AUFGABENZIEL. Gib die Zeilen wortgetreu aus, beginnend mit der Zeile, die „If you could point to the military“ enthält, bis einschließlich der Zeile, die „If you could point to the grey suit“ enthält. Andere Zeilen gehören nicht dazu.

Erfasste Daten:
────────────────────────────────────────
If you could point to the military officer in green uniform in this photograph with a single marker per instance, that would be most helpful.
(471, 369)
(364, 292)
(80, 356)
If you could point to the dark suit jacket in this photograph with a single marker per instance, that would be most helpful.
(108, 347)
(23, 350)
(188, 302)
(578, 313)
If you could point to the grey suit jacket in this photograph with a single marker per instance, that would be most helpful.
────────────────────────────────────────
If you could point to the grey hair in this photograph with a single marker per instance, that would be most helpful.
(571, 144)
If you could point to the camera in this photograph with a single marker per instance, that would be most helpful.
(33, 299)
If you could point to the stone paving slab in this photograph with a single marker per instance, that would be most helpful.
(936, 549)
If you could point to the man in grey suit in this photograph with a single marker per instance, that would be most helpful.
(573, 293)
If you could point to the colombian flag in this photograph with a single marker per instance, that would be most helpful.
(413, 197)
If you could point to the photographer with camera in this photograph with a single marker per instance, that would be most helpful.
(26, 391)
────────────────────────────────────────
LÖSUNG DER AUFGABE.
If you could point to the military officer in green uniform in this photograph with a single marker per instance, that would be most helpful.
(471, 369)
(364, 292)
(80, 356)
If you could point to the dark suit jacket in this photograph with a single marker per instance, that would be most helpful.
(108, 347)
(23, 350)
(188, 302)
(578, 313)
If you could point to the grey suit jacket in this photograph with a single marker per instance, that would be most helpful.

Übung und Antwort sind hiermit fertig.